## Work to complete
Lay out the listing below as a Markdown table with the columns Row and Line. Number each line in order and leave out the blank lines.

** START **

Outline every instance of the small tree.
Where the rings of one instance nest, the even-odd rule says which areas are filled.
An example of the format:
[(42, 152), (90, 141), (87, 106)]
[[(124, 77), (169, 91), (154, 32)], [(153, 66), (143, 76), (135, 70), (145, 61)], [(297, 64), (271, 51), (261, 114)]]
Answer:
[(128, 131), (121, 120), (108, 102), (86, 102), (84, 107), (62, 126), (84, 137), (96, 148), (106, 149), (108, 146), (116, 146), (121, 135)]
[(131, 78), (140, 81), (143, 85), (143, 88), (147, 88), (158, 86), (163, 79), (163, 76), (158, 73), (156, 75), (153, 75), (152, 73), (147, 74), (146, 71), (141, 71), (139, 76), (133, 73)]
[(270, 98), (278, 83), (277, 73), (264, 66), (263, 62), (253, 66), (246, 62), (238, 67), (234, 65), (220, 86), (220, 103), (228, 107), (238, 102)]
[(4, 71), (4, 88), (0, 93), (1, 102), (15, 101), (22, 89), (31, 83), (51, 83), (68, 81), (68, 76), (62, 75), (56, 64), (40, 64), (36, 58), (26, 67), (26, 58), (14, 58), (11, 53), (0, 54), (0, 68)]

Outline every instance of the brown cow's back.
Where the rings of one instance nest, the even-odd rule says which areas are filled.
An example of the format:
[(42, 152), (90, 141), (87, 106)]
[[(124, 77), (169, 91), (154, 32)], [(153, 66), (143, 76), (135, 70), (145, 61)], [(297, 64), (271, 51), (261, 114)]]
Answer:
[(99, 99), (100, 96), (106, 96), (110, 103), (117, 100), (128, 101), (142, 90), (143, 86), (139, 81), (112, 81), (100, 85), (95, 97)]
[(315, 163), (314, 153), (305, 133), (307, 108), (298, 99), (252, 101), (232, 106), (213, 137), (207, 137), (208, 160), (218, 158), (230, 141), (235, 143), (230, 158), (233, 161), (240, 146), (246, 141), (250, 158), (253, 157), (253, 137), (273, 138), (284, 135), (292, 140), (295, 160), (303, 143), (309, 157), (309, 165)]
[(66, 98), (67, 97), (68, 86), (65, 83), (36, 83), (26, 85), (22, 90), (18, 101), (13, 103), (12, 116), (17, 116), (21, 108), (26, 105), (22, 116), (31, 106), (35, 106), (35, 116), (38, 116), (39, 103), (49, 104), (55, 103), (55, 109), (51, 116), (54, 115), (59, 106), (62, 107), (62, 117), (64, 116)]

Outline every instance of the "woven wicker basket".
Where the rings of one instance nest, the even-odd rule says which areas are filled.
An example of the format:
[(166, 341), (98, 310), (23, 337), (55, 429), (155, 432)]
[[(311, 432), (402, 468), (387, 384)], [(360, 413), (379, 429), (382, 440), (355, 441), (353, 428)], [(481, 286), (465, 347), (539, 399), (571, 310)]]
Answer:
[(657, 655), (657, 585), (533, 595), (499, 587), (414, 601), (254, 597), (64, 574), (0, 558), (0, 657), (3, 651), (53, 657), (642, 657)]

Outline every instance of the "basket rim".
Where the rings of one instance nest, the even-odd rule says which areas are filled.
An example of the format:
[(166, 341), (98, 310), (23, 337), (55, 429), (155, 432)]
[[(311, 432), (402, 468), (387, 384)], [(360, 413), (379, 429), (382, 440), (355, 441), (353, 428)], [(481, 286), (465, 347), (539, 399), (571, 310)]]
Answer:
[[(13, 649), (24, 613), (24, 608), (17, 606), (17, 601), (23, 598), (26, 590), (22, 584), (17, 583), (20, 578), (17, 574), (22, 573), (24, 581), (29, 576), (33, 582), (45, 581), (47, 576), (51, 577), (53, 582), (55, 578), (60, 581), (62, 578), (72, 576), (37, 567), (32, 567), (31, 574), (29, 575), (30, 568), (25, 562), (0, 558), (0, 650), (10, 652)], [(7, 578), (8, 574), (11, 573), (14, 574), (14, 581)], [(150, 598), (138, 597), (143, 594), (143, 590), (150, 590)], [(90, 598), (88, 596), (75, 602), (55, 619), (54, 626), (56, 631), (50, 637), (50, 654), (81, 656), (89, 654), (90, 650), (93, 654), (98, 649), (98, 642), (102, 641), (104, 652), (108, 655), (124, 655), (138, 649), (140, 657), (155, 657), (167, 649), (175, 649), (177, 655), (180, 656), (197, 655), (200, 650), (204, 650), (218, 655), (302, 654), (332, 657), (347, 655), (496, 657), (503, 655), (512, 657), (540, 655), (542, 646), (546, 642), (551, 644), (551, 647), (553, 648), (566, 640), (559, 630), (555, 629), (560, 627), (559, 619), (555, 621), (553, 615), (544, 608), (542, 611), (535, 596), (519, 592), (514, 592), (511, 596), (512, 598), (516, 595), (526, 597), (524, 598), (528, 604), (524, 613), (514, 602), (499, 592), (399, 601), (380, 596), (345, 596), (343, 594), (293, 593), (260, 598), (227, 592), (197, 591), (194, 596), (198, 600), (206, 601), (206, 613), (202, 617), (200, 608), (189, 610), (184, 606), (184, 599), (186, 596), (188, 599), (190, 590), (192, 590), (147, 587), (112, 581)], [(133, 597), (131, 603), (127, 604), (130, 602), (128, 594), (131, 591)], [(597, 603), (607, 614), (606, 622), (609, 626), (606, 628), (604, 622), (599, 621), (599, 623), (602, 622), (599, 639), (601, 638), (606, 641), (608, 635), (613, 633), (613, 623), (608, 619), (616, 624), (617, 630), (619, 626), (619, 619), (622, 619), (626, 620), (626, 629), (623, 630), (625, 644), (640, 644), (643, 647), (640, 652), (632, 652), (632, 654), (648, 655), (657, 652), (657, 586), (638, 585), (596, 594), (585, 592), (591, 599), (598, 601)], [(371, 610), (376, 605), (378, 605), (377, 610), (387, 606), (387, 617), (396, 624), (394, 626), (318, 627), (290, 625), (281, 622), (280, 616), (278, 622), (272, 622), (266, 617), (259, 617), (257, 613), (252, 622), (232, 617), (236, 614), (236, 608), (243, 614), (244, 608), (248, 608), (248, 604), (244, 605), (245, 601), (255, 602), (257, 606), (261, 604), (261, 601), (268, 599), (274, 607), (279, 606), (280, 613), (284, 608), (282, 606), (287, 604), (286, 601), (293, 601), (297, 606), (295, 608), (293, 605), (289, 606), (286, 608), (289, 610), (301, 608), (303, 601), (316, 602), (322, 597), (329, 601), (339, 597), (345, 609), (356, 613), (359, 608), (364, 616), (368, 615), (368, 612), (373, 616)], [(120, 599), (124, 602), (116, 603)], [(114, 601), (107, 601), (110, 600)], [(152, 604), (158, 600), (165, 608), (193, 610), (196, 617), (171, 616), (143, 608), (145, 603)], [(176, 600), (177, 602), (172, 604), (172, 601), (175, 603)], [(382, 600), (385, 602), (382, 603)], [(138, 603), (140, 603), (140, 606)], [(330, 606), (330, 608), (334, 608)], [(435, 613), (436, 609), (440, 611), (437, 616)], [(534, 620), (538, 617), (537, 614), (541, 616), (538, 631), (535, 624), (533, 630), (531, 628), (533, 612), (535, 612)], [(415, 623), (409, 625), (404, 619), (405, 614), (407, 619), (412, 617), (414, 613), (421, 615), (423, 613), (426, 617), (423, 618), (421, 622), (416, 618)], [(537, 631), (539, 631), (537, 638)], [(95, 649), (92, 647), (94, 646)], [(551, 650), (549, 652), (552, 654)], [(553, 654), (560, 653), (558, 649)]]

** END **

## Written answer
| Row | Line |
|---|---|
| 1 | Outline every instance of the small tree. |
| 2 | Where the rings of one instance nest, the even-odd rule says which areas are filled. |
| 3 | An example of the format: |
| 4 | [(42, 152), (90, 141), (87, 106)] |
| 5 | [[(124, 77), (169, 91), (154, 32)], [(153, 66), (143, 76), (135, 70), (145, 61)], [(297, 64), (271, 51), (261, 114)]] |
| 6 | Answer: |
| 7 | [(128, 131), (121, 120), (108, 102), (86, 102), (84, 107), (62, 126), (84, 137), (96, 148), (106, 149), (108, 146), (116, 146), (121, 135)] |
| 8 | [(131, 78), (140, 81), (143, 85), (143, 88), (147, 88), (158, 86), (163, 79), (163, 76), (158, 73), (156, 75), (153, 75), (152, 73), (147, 74), (146, 71), (141, 71), (139, 76), (133, 73)] |
| 9 | [(270, 98), (278, 83), (277, 73), (264, 66), (263, 62), (253, 66), (246, 62), (238, 67), (234, 65), (220, 86), (220, 103), (228, 107), (238, 102)] |
| 10 | [(4, 71), (4, 88), (0, 93), (1, 102), (15, 101), (22, 89), (31, 83), (51, 83), (68, 81), (68, 76), (62, 75), (56, 64), (40, 64), (36, 58), (26, 67), (26, 58), (14, 58), (11, 53), (0, 54), (0, 68)] |
| 11 | Outline every instance of the brown cow's back. |
| 12 | Where the rings of one instance nest, the even-odd rule says which areas are filled. |
| 13 | An example of the format: |
| 14 | [(42, 152), (90, 141), (87, 106)] |
| 15 | [[(124, 77), (169, 91), (154, 32)], [(153, 66), (143, 76), (135, 70), (145, 61)], [(297, 64), (271, 51), (261, 114)]] |
| 16 | Answer: |
| 17 | [(99, 99), (100, 96), (106, 96), (110, 103), (117, 100), (128, 101), (142, 90), (143, 86), (139, 81), (112, 81), (100, 85), (95, 97)] |
| 18 | [(315, 163), (314, 153), (305, 133), (307, 108), (298, 99), (252, 101), (232, 106), (213, 137), (207, 137), (208, 160), (218, 158), (230, 141), (235, 143), (230, 158), (233, 161), (240, 146), (246, 141), (250, 158), (253, 157), (253, 137), (273, 138), (284, 135), (292, 140), (295, 160), (303, 143), (309, 157), (309, 165)] |
| 19 | [(66, 98), (67, 97), (68, 86), (65, 83), (36, 83), (26, 85), (22, 90), (18, 101), (13, 103), (12, 116), (17, 116), (21, 108), (26, 105), (22, 116), (31, 106), (35, 106), (35, 116), (38, 116), (39, 103), (49, 104), (55, 103), (55, 109), (51, 116), (54, 115), (59, 106), (62, 107), (62, 117), (64, 116)] |
| 20 | Outline every instance of the "woven wicker basket". |
| 21 | Where the rings of one instance nest, the even-odd rule says which areas are filled. |
| 22 | An example of the format: |
| 23 | [(166, 341), (98, 310), (23, 337), (55, 429), (155, 432)] |
| 24 | [[(311, 432), (402, 468), (387, 384)], [(360, 413), (379, 429), (382, 440), (355, 441), (353, 428)], [(481, 286), (465, 347), (539, 399), (571, 310)]] |
| 25 | Answer: |
| 26 | [(657, 655), (657, 585), (533, 595), (499, 587), (414, 601), (254, 597), (64, 574), (0, 558), (0, 657), (3, 651), (53, 657), (642, 657)] |
| 27 | Outline every instance of the "basket rim". |
| 28 | Where the rings of one instance nest, the even-odd rule says which areas are filled. |
| 29 | An example of the format: |
| 30 | [(166, 341), (98, 310), (23, 337), (55, 429), (155, 432)] |
| 31 | [[(311, 432), (402, 468), (387, 384)], [(360, 413), (379, 429), (382, 440), (355, 441), (353, 428)], [(481, 286), (465, 347), (539, 399), (571, 310)]] |
| 32 | Answer: |
| 33 | [[(13, 649), (24, 613), (24, 608), (17, 606), (17, 601), (23, 598), (26, 590), (22, 584), (17, 583), (20, 578), (17, 574), (22, 573), (24, 581), (29, 576), (33, 582), (45, 581), (47, 576), (51, 577), (53, 582), (55, 578), (60, 581), (62, 578), (72, 576), (37, 567), (32, 567), (31, 574), (29, 575), (30, 568), (25, 562), (0, 558), (0, 650), (10, 652)], [(7, 578), (8, 574), (11, 573), (14, 574), (14, 581)], [(150, 598), (138, 597), (143, 594), (143, 590), (150, 590)], [(90, 598), (88, 596), (75, 602), (55, 619), (54, 626), (56, 631), (50, 637), (50, 654), (81, 656), (89, 654), (90, 650), (93, 654), (98, 649), (98, 642), (102, 641), (104, 652), (108, 655), (124, 655), (138, 649), (140, 657), (155, 657), (167, 649), (175, 649), (177, 655), (180, 656), (197, 655), (200, 650), (204, 650), (218, 655), (302, 654), (332, 657), (347, 655), (496, 657), (503, 655), (512, 657), (540, 655), (542, 646), (546, 642), (551, 644), (551, 647), (553, 648), (566, 640), (559, 630), (555, 629), (560, 627), (559, 619), (555, 621), (553, 615), (544, 608), (542, 611), (535, 596), (519, 592), (514, 592), (511, 596), (512, 598), (516, 595), (526, 597), (524, 598), (528, 604), (524, 613), (514, 602), (499, 592), (399, 601), (380, 596), (345, 596), (343, 594), (293, 593), (260, 598), (227, 592), (197, 591), (194, 596), (198, 600), (206, 601), (206, 613), (202, 617), (200, 608), (189, 610), (184, 606), (184, 599), (186, 596), (188, 599), (190, 590), (192, 590), (147, 587), (112, 581)], [(133, 597), (131, 603), (127, 604), (130, 602), (128, 594), (131, 591)], [(597, 603), (607, 614), (606, 622), (609, 626), (606, 628), (604, 622), (599, 621), (599, 623), (602, 622), (599, 639), (601, 638), (606, 641), (608, 635), (613, 633), (613, 623), (608, 619), (616, 624), (617, 630), (619, 626), (619, 619), (622, 619), (626, 620), (626, 629), (623, 630), (625, 644), (640, 644), (643, 647), (640, 652), (632, 652), (632, 654), (648, 655), (657, 652), (657, 586), (638, 585), (596, 594), (585, 592), (591, 599), (598, 601)], [(371, 610), (376, 605), (378, 605), (377, 610), (387, 606), (387, 617), (396, 624), (394, 626), (318, 627), (290, 625), (281, 622), (280, 616), (278, 622), (272, 622), (266, 617), (259, 617), (257, 613), (252, 622), (232, 617), (236, 614), (236, 608), (243, 614), (244, 608), (248, 608), (248, 604), (244, 605), (245, 601), (255, 602), (257, 606), (261, 604), (261, 601), (268, 599), (274, 607), (279, 606), (280, 613), (284, 608), (282, 606), (287, 604), (286, 601), (293, 601), (297, 606), (295, 608), (293, 605), (289, 606), (286, 608), (289, 610), (301, 608), (303, 601), (316, 602), (322, 597), (329, 601), (339, 597), (345, 609), (356, 613), (359, 608), (364, 616), (368, 615), (368, 612), (373, 616)], [(120, 599), (124, 602), (116, 603)], [(114, 601), (107, 601), (110, 600)], [(152, 604), (158, 600), (165, 608), (193, 610), (196, 617), (171, 616), (143, 608), (145, 603)], [(176, 600), (177, 602), (172, 604), (172, 601), (175, 603)], [(382, 600), (385, 602), (382, 603)], [(138, 603), (140, 603), (140, 606)], [(330, 606), (330, 608), (334, 608)], [(435, 613), (436, 609), (440, 611), (437, 616)], [(534, 620), (538, 617), (537, 614), (541, 616), (538, 631), (535, 624), (533, 630), (531, 628), (533, 612), (535, 612)], [(415, 623), (409, 625), (404, 619), (405, 614), (407, 619), (412, 617), (414, 613), (421, 615), (423, 613), (426, 617), (423, 618), (421, 622), (416, 618)], [(537, 631), (539, 631), (537, 638)], [(95, 649), (92, 647), (94, 646)], [(551, 650), (549, 652), (552, 654)], [(553, 654), (560, 653), (558, 649)]] |